• **Saved entries**:
=== Begin Enclosure ===

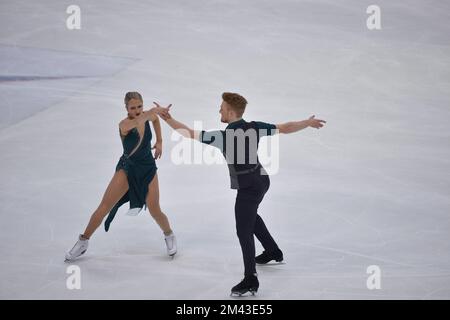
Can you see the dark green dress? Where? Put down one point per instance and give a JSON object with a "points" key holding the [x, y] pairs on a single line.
{"points": [[140, 168]]}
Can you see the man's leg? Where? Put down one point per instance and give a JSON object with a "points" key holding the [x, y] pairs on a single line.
{"points": [[264, 236], [245, 212]]}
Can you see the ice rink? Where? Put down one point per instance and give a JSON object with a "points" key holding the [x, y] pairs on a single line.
{"points": [[370, 188]]}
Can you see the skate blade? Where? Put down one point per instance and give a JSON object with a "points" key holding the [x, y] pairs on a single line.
{"points": [[238, 294], [271, 263]]}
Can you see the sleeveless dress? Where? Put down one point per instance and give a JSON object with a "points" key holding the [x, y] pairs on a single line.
{"points": [[140, 168]]}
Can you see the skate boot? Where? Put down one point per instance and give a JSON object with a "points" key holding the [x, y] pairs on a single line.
{"points": [[266, 257], [250, 284], [78, 249], [171, 244]]}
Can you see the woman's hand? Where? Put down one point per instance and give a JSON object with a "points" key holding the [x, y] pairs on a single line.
{"points": [[162, 112], [158, 149]]}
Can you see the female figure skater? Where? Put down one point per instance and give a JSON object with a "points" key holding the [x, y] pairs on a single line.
{"points": [[135, 179]]}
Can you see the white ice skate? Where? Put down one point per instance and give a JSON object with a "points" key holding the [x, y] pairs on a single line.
{"points": [[78, 249], [171, 244]]}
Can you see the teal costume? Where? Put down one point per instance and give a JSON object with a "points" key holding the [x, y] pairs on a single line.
{"points": [[140, 168]]}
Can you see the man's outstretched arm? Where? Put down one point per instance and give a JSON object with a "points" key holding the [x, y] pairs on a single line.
{"points": [[181, 128], [294, 126]]}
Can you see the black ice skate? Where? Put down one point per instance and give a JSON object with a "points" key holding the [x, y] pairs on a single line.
{"points": [[248, 284], [266, 257]]}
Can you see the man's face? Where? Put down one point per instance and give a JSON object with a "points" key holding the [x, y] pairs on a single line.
{"points": [[134, 108], [225, 112]]}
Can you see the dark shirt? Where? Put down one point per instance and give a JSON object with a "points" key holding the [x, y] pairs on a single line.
{"points": [[239, 145]]}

=== End Enclosure ===

• **YOUR GOAL**:
Only one span of lines is wanted: the line with "Can you see the teal" and every line after it to the end of the entries, output exactly.

• **YOUR SOLUTION**:
Can you see the teal costume? Where? Put down one point per instance and give a JSON object with a "points" key holding the [x, y] pairs on a single line.
{"points": [[140, 168]]}
Can you see the man's outstretched arm? Where? Put down one point per instance and give a JSON object with a "points" key holding the [x, y] pairs on a single line.
{"points": [[181, 128], [294, 126]]}
Can you see the black ice skate? Where? Put down one point per instance and give a JSON object with a "points" key holding the [x, y] pairs on a single line.
{"points": [[248, 284], [266, 257]]}
Can you see the man's face? Where? Put down one point per instance and give a JSON object with a "points" key holding the [x, y] pairs on a single line.
{"points": [[134, 108], [225, 112]]}
Can you see the dark shirt? Where? Put down one point per instance and give a JSON object with a "points" key holding the [x, y] pairs on a single line.
{"points": [[239, 145]]}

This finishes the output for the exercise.